PROBLEM DETAILS =>
Reproduce the lines below, from the one containing "In this exercise you will place a marker on the ceiling" through the last line, inclusive, keeping the requests, and shift every coordinate in the answers by adding 122 to each number.

··· DATA LISTING

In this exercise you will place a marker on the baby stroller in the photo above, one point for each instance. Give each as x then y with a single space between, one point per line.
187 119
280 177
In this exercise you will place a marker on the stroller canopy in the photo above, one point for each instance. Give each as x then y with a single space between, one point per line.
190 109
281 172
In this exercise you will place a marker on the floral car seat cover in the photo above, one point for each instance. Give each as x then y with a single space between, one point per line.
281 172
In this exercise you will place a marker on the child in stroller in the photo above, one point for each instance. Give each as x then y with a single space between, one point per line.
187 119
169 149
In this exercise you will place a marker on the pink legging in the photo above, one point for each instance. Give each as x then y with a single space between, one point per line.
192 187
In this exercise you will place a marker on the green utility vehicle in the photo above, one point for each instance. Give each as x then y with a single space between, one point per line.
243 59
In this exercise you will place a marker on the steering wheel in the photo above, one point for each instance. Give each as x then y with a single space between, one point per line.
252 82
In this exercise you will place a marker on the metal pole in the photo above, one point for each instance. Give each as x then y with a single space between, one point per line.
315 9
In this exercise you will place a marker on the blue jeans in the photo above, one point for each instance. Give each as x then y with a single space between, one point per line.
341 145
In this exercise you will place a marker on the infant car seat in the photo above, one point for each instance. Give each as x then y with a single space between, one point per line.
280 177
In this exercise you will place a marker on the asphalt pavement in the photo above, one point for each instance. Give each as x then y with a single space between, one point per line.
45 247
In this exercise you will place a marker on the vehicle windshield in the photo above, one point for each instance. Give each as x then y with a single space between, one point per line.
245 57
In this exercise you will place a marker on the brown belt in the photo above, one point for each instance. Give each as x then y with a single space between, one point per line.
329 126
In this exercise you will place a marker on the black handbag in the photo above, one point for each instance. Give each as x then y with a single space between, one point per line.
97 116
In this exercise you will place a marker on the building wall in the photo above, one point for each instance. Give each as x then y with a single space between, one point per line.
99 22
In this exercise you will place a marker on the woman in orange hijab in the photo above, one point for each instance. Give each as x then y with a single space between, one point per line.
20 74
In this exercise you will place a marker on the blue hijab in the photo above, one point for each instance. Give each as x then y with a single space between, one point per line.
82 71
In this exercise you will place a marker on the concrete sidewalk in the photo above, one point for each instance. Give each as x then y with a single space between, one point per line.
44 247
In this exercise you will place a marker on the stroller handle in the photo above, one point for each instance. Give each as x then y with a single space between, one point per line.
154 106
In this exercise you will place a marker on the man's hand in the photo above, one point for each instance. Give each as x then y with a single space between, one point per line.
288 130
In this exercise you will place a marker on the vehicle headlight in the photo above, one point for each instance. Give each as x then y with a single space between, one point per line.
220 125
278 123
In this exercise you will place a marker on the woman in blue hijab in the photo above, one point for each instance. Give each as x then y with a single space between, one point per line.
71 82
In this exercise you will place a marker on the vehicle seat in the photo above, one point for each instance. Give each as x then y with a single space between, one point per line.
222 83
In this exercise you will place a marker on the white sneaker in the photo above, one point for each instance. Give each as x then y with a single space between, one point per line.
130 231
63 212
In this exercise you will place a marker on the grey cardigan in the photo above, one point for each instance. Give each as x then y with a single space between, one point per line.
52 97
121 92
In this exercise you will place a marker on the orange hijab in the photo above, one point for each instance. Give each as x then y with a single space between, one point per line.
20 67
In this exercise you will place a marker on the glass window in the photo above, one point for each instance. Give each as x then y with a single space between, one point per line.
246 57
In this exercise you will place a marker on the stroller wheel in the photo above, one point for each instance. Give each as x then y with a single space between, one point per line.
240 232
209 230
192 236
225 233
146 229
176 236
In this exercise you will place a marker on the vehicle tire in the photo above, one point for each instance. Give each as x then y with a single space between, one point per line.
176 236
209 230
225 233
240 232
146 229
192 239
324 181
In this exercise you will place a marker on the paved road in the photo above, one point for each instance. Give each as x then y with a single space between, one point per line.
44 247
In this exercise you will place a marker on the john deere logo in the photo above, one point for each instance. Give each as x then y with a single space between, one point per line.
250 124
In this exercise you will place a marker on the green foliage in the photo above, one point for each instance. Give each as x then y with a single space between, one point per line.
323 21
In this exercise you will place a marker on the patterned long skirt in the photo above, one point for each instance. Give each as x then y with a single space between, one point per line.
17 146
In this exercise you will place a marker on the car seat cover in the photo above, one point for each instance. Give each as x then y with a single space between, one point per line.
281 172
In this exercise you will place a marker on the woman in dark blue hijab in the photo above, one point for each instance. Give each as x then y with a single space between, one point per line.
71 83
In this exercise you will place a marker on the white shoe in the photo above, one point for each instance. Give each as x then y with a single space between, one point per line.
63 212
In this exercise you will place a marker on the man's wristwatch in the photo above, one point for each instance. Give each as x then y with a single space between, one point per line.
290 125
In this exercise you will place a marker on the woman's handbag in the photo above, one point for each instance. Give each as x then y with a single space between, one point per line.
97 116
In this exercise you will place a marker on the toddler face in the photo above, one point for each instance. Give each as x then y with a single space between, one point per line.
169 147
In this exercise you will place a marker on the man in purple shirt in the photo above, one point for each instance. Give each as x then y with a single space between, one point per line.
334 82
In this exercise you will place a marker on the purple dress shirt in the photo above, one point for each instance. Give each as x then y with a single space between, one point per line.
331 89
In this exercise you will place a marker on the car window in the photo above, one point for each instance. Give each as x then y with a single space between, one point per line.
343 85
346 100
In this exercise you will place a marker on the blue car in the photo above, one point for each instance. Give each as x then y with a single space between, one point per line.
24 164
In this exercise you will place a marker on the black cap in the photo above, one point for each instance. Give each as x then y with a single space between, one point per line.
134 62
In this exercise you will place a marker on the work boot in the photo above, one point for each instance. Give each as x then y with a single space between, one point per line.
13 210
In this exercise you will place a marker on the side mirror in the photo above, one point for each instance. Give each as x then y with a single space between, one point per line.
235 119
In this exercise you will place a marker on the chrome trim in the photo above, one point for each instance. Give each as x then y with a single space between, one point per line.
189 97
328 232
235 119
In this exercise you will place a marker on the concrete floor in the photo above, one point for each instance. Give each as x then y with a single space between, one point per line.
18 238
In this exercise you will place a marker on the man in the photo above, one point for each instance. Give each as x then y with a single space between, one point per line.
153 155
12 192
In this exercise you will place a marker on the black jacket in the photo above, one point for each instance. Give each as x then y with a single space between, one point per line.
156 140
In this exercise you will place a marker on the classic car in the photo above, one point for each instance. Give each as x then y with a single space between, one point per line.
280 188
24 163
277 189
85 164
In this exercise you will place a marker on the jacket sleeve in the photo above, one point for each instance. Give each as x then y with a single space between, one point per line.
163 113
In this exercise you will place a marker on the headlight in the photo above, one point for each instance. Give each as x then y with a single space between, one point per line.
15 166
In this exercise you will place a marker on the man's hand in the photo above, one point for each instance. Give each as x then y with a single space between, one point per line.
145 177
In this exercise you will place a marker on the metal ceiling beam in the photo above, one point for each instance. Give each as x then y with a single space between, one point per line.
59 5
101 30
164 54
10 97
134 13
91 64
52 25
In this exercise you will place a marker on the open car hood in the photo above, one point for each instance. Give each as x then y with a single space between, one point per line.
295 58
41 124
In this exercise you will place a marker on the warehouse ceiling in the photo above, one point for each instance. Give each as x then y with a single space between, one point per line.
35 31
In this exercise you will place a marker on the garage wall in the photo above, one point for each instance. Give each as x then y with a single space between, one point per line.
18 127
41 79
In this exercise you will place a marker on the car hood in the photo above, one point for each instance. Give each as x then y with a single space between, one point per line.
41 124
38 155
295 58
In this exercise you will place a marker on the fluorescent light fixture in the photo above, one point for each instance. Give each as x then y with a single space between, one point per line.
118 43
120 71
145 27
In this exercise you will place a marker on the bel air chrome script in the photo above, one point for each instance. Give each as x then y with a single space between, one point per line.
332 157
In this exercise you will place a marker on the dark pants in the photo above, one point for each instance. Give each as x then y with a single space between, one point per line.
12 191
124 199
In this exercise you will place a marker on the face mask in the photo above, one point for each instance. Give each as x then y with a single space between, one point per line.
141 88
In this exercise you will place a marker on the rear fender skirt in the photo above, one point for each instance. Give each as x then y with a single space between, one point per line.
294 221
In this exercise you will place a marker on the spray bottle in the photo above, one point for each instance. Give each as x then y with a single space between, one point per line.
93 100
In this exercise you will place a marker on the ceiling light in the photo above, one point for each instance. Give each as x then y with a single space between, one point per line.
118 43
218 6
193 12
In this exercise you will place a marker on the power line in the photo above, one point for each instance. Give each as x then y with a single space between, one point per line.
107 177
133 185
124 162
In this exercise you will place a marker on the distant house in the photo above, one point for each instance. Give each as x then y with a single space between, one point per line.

······

WORKED SOLUTION =>
In this exercise you will place a marker on the ceiling light in the photo above, one point for each instance. Give each as x then y with a single space between, one point per line.
240 165
340 128
315 134
In this exercise you will place a marker on the power line in the photo above, one point for each instance. Give each as x then y with a single space between, one point per line.
229 299
255 307
246 284
In this exercise you will place a marker on the distant house in the photo above, one point for each instance. Give each as x then y with a single space between, one point per line.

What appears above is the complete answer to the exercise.